* **Provided material**
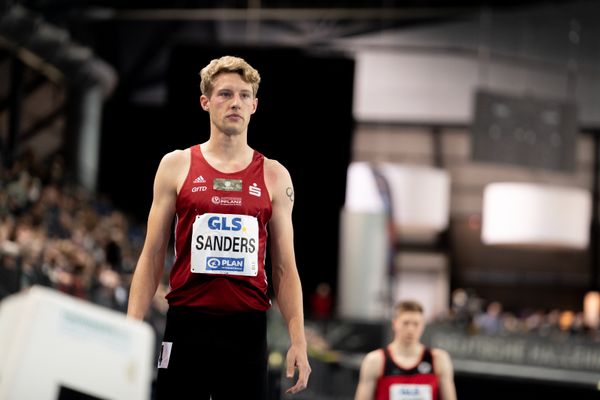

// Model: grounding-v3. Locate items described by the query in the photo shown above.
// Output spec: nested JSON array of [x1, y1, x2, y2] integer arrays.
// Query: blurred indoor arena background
[[1, 0, 600, 399]]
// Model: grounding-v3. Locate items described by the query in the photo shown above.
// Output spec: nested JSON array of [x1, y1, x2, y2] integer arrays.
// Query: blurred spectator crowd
[[445, 288, 600, 342], [0, 152, 169, 323]]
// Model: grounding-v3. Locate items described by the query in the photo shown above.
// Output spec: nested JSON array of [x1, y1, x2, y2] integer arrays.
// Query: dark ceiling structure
[[0, 0, 588, 173], [13, 1, 576, 36], [0, 0, 580, 91]]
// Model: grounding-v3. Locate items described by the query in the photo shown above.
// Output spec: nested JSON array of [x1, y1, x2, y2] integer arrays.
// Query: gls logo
[[208, 216, 242, 231]]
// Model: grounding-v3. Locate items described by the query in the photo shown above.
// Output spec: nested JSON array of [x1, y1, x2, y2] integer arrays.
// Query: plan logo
[[206, 257, 244, 272]]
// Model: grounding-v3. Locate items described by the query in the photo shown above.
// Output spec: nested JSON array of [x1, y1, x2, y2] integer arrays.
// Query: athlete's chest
[[179, 168, 270, 216]]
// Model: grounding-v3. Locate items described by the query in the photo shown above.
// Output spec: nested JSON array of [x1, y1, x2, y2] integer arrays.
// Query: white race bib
[[191, 213, 259, 276], [389, 384, 432, 400]]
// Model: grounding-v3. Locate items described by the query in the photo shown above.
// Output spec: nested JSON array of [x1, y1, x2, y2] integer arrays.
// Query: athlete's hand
[[285, 343, 311, 395]]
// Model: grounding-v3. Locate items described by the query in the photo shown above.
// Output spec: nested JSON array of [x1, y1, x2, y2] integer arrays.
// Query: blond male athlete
[[127, 55, 311, 399], [355, 300, 457, 400]]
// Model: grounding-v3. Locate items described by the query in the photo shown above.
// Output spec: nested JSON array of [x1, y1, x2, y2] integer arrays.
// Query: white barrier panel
[[0, 286, 155, 400], [393, 252, 449, 323], [345, 162, 450, 235], [482, 182, 591, 249], [338, 209, 389, 320]]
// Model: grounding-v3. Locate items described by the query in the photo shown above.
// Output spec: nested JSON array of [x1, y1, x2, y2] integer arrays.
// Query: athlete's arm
[[127, 150, 185, 320], [266, 159, 311, 395], [433, 348, 458, 400], [354, 349, 384, 400]]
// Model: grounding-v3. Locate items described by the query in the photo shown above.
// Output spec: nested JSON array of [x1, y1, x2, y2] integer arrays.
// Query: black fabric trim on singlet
[[382, 347, 435, 376]]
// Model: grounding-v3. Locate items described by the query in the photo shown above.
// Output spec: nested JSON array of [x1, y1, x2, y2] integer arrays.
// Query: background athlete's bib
[[191, 213, 258, 276], [389, 384, 432, 400]]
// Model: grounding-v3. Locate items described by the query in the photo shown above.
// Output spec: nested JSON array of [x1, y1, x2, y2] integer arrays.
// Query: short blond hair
[[394, 300, 424, 316], [199, 55, 261, 97]]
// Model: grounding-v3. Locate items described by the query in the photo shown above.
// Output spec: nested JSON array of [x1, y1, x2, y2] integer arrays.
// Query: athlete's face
[[201, 72, 257, 137], [392, 311, 425, 346]]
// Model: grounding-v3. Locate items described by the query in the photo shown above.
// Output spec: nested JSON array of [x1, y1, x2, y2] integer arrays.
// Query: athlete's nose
[[230, 93, 242, 109]]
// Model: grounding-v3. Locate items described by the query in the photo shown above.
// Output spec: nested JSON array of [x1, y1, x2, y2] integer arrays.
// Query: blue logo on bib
[[206, 257, 245, 272], [207, 216, 242, 231]]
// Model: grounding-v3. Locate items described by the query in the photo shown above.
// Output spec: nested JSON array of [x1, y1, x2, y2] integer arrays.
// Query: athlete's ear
[[251, 97, 258, 114], [200, 95, 209, 112]]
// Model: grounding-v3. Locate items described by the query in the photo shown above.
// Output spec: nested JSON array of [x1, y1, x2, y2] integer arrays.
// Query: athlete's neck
[[390, 341, 423, 359], [203, 134, 252, 160], [201, 138, 254, 173]]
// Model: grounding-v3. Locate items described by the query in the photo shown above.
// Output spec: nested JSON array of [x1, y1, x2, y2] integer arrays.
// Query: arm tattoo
[[286, 187, 294, 202]]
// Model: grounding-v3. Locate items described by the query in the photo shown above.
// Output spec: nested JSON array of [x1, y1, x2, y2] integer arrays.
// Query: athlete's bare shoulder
[[431, 348, 453, 373], [361, 348, 385, 377], [156, 148, 191, 193], [263, 157, 292, 197], [161, 148, 190, 168], [431, 347, 451, 360], [263, 156, 287, 174], [364, 348, 385, 364]]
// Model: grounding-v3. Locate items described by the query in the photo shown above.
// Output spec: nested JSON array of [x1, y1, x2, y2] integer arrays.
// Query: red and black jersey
[[165, 144, 272, 312], [375, 346, 439, 400]]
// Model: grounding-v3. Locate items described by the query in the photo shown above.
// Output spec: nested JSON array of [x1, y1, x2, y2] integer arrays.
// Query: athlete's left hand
[[285, 343, 311, 395]]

* **The task**
Both ends count here. Reproduce exactly the lines from the one containing "athlete's bare shoulder" through the end of the listing.

* **Exercise response**
// Query: athlete's bare shoulder
[[431, 348, 453, 373], [361, 348, 385, 377], [156, 148, 191, 193], [263, 157, 292, 197], [161, 148, 190, 168], [431, 347, 451, 360], [263, 156, 287, 174], [364, 348, 385, 364]]
// Model: grounding-v3. Locate items described by the query in the photo shown above.
// Output spec: nested JSON array of [x1, y1, x2, y2] integer arrays.
// Query: red and black jersey
[[165, 144, 272, 312], [375, 346, 439, 400]]
// Model: grounding-v3. Locate items described by the query in the photo shown above.
// Output spec: nested JSON array of [x1, y1, x2, y2] integer arrays.
// Query: athlete's left hand
[[285, 343, 311, 395]]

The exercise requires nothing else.